>> BEGIN GIVEN RECORDS
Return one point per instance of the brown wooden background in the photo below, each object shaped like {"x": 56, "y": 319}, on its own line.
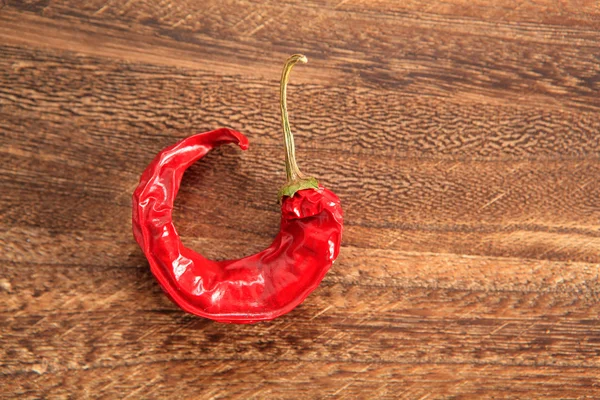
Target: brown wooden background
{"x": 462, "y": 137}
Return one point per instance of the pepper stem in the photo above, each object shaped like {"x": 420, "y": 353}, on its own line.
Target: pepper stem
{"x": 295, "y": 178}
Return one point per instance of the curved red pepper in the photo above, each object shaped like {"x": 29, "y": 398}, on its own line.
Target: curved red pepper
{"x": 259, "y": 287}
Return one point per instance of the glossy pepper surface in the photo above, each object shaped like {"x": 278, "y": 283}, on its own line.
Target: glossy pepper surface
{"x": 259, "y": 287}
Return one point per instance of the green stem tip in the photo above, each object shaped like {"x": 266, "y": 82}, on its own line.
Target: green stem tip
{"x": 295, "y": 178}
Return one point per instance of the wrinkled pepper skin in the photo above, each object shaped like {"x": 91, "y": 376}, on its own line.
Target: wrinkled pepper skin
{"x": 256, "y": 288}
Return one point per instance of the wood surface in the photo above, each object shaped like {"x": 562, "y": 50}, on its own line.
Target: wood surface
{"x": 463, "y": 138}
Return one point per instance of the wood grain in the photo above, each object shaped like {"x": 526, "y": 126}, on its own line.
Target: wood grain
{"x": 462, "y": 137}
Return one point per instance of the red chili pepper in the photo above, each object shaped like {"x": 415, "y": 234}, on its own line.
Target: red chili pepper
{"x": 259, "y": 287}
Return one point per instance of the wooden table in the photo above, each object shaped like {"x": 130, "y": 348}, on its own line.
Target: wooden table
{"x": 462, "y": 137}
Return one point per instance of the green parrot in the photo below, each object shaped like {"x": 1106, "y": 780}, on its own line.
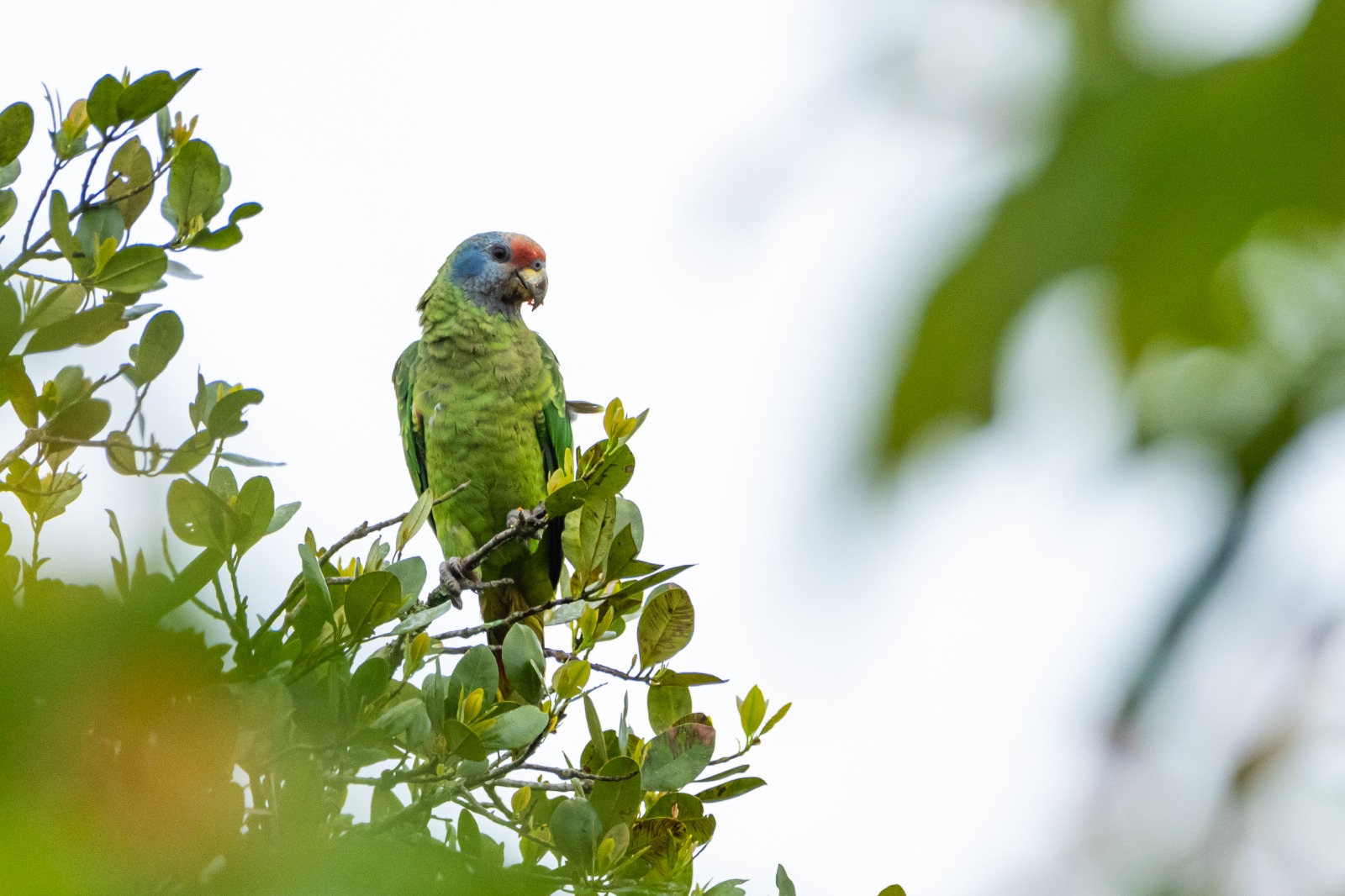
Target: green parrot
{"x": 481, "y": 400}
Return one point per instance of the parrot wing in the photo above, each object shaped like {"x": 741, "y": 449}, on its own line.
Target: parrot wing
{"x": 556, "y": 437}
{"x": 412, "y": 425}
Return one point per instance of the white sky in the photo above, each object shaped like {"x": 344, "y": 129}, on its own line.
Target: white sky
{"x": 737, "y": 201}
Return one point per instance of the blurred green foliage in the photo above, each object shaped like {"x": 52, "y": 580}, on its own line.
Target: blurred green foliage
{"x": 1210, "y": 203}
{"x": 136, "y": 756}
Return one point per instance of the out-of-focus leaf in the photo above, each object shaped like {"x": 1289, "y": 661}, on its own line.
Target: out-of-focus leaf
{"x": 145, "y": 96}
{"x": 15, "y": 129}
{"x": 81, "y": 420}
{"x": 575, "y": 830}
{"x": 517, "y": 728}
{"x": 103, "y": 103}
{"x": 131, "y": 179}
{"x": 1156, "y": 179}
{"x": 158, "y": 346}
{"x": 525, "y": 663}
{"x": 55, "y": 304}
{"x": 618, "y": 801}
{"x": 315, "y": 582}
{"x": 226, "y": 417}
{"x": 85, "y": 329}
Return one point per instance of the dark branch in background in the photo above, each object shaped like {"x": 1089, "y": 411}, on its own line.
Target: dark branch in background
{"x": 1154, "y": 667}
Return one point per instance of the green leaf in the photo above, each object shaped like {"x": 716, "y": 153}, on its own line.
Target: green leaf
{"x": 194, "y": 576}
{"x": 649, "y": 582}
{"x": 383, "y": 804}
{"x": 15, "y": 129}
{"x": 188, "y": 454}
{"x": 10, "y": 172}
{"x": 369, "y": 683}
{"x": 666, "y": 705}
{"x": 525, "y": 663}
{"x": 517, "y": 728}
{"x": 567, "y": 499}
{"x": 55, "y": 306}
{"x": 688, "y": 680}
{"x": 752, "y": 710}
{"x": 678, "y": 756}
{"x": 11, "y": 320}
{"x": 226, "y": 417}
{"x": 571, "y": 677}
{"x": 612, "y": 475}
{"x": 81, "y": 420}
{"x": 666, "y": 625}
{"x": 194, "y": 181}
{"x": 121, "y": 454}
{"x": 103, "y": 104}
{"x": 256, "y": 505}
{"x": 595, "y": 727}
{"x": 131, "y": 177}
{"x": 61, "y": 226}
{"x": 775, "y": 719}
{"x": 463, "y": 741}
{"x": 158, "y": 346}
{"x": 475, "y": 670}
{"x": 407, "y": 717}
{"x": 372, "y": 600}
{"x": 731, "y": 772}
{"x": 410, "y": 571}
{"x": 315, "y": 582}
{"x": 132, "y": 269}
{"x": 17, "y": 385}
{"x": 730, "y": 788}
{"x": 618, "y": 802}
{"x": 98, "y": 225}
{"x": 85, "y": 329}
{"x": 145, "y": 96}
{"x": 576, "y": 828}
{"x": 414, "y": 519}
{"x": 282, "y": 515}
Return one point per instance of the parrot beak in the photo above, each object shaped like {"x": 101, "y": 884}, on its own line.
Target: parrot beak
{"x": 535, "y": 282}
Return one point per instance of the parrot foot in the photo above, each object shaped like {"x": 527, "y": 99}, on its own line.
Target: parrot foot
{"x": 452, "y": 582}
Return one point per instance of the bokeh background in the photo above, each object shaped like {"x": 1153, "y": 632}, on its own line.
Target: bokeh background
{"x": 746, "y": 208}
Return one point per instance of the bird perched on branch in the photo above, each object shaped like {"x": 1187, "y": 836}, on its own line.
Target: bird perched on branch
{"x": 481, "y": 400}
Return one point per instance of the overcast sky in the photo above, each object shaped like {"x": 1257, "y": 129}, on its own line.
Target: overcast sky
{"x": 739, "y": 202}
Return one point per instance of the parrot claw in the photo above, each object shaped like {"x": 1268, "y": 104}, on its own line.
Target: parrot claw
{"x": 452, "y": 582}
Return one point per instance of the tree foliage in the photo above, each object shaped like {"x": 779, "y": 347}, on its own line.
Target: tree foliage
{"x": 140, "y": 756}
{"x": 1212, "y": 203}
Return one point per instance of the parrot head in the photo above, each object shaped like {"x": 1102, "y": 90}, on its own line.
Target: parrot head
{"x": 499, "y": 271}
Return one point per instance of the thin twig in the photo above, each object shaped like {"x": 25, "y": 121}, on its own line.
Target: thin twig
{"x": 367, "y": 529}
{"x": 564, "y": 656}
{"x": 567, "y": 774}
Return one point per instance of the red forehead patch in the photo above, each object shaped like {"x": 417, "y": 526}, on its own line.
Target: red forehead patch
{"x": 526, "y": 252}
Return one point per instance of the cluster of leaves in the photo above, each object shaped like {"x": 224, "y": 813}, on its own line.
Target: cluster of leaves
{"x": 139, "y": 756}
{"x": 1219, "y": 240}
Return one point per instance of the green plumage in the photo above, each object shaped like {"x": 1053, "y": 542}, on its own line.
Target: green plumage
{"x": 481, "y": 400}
>> END GIVEN RECORDS
• DIRECTIONS:
Can you extract every one of the records above, reproducing each line word for word and leaving out the pictures?

• ANSWER:
Return one point per instance of the brown wooden background in the photo below, each object shaped like {"x": 56, "y": 319}, on its own line.
Target: brown wooden background
{"x": 462, "y": 137}
Return one point per instance of the pepper stem in the photo above, each object shaped like {"x": 420, "y": 353}, on its own line.
Target: pepper stem
{"x": 295, "y": 178}
Return one point per instance of the curved red pepper in the photo above, each object shaped like {"x": 29, "y": 398}, on its own line.
Target: curved red pepper
{"x": 259, "y": 287}
Return one point per instance of the glossy pepper surface in the photo above, each object shaped like {"x": 278, "y": 283}, on its own line.
Target: glossy pepper surface
{"x": 259, "y": 287}
Return one point per instance of the green stem tip in the photo above, each object shaped like {"x": 266, "y": 82}, on its own line.
Target: green stem tip
{"x": 295, "y": 178}
Return one point per instance of the wrinkled pepper skin in the photo above, each object shaped like {"x": 91, "y": 376}, on its own line.
Target: wrinkled pepper skin
{"x": 256, "y": 288}
Return one point per instance of the wood surface in the photo above, each object shaped like {"x": 562, "y": 50}, on its own line.
Target: wood surface
{"x": 463, "y": 138}
Return one point per instance of the wood grain in the photo above, each object shaped like {"x": 526, "y": 126}, on its own line.
Target: wood grain
{"x": 462, "y": 137}
Return one point per instance of the red chili pepper in the photo above, each object shaped like {"x": 415, "y": 234}, on its own line.
Target: red chili pepper
{"x": 259, "y": 287}
Return one point per instance of the wooden table in the photo above, each object shaped like {"x": 130, "y": 348}, on its own line.
Target: wooden table
{"x": 462, "y": 137}
Return one point per instance of the green parrot in the photo below, each object shaped like {"x": 1106, "y": 780}, on its own line.
Target: green parrot
{"x": 481, "y": 400}
Return one point per instance of the parrot wing in the photo above, each object shaped like {"x": 741, "y": 449}, on its own line.
Target: parrot wing
{"x": 556, "y": 437}
{"x": 412, "y": 425}
Return one point per instance of the white sky in the photo above, each object shaped like {"x": 344, "y": 129}, on its own line.
Target: white sky
{"x": 737, "y": 201}
Return one point per instance of the blurred green foliage in the photo above, each object shaped like {"x": 52, "y": 580}, on its own line.
Target: blurred green foliage
{"x": 1210, "y": 203}
{"x": 136, "y": 756}
Return one point per instance of the out-of-focus leaf in the photo above, each object shaped like {"x": 1289, "y": 661}, on its own line.
Target: out-of-focus leaf
{"x": 145, "y": 96}
{"x": 15, "y": 129}
{"x": 81, "y": 420}
{"x": 575, "y": 830}
{"x": 517, "y": 728}
{"x": 103, "y": 103}
{"x": 131, "y": 179}
{"x": 1156, "y": 179}
{"x": 158, "y": 346}
{"x": 525, "y": 663}
{"x": 55, "y": 304}
{"x": 618, "y": 801}
{"x": 315, "y": 582}
{"x": 226, "y": 417}
{"x": 85, "y": 329}
Return one point per instance of the dark branch in background in the photo above, each object shaped like {"x": 1089, "y": 411}, on its own line.
Target: dark branch in background
{"x": 1154, "y": 667}
Return one point per instance of the green leaf in the photo above, each object shaped like {"x": 716, "y": 153}, on its own line.
Target: green leaf
{"x": 194, "y": 576}
{"x": 649, "y": 582}
{"x": 383, "y": 804}
{"x": 15, "y": 129}
{"x": 188, "y": 454}
{"x": 10, "y": 172}
{"x": 369, "y": 683}
{"x": 666, "y": 705}
{"x": 525, "y": 663}
{"x": 517, "y": 728}
{"x": 567, "y": 499}
{"x": 55, "y": 306}
{"x": 688, "y": 680}
{"x": 752, "y": 710}
{"x": 678, "y": 756}
{"x": 11, "y": 320}
{"x": 226, "y": 417}
{"x": 571, "y": 677}
{"x": 612, "y": 475}
{"x": 81, "y": 420}
{"x": 666, "y": 625}
{"x": 194, "y": 181}
{"x": 121, "y": 454}
{"x": 103, "y": 104}
{"x": 256, "y": 505}
{"x": 595, "y": 727}
{"x": 131, "y": 177}
{"x": 61, "y": 226}
{"x": 775, "y": 719}
{"x": 463, "y": 741}
{"x": 158, "y": 346}
{"x": 475, "y": 670}
{"x": 407, "y": 717}
{"x": 372, "y": 600}
{"x": 731, "y": 772}
{"x": 410, "y": 571}
{"x": 315, "y": 582}
{"x": 132, "y": 269}
{"x": 17, "y": 385}
{"x": 730, "y": 788}
{"x": 618, "y": 802}
{"x": 98, "y": 225}
{"x": 85, "y": 329}
{"x": 145, "y": 96}
{"x": 576, "y": 828}
{"x": 414, "y": 519}
{"x": 282, "y": 515}
Return one point per instance of the parrot beak in the photo above, each object shaped like {"x": 101, "y": 884}, on its own line.
Target: parrot beak
{"x": 535, "y": 282}
Return one point per instance of the parrot foot in the photo above, each object shaped like {"x": 527, "y": 99}, on its own line.
Target: parrot foot
{"x": 452, "y": 582}
Return one point per instance of the bokeh background in the photo above, each object shaped like {"x": 1153, "y": 632}, on its own line.
Target: bokeh background
{"x": 746, "y": 208}
Return one point per instance of the bird perched on branch in the photo above, each object shaped like {"x": 1187, "y": 836}, on its own line.
Target: bird perched on branch
{"x": 481, "y": 400}
Return one point per instance of the overcast sky in the photo above, each object shaped like {"x": 1257, "y": 129}, on its own line.
Target: overcast sky
{"x": 739, "y": 202}
Return one point per instance of the parrot claw in the photo above, each object shaped like {"x": 1268, "y": 104}, on its own line.
Target: parrot claw
{"x": 452, "y": 582}
Return one point per instance of the tree foliage in the photo above, each object shaped like {"x": 779, "y": 347}, on its own line.
Target: tree foliage
{"x": 140, "y": 756}
{"x": 1212, "y": 203}
Return one point per instance of the parrot head in the photo above, each object shaped like {"x": 1102, "y": 90}, on its own line.
Target: parrot head
{"x": 499, "y": 271}
Return one point per instance of the thin twig in the photo above, each object shaped like {"x": 25, "y": 121}, on its own line.
Target: thin twig
{"x": 367, "y": 529}
{"x": 564, "y": 656}
{"x": 567, "y": 774}
Return one point per instance of the red forehead patch in the photo above, each object shaped like {"x": 417, "y": 526}, on its own line.
Target: red forehead patch
{"x": 526, "y": 252}
Return one point per instance of the cluster of leaves in the photo above, each object shaped like {"x": 224, "y": 813}, on its own line.
Target: cluster of leaves
{"x": 139, "y": 756}
{"x": 1219, "y": 240}
Return one point per instance of the green plumage in the photo above, each object shaped like {"x": 1053, "y": 542}, on its own line.
Target: green plumage
{"x": 481, "y": 400}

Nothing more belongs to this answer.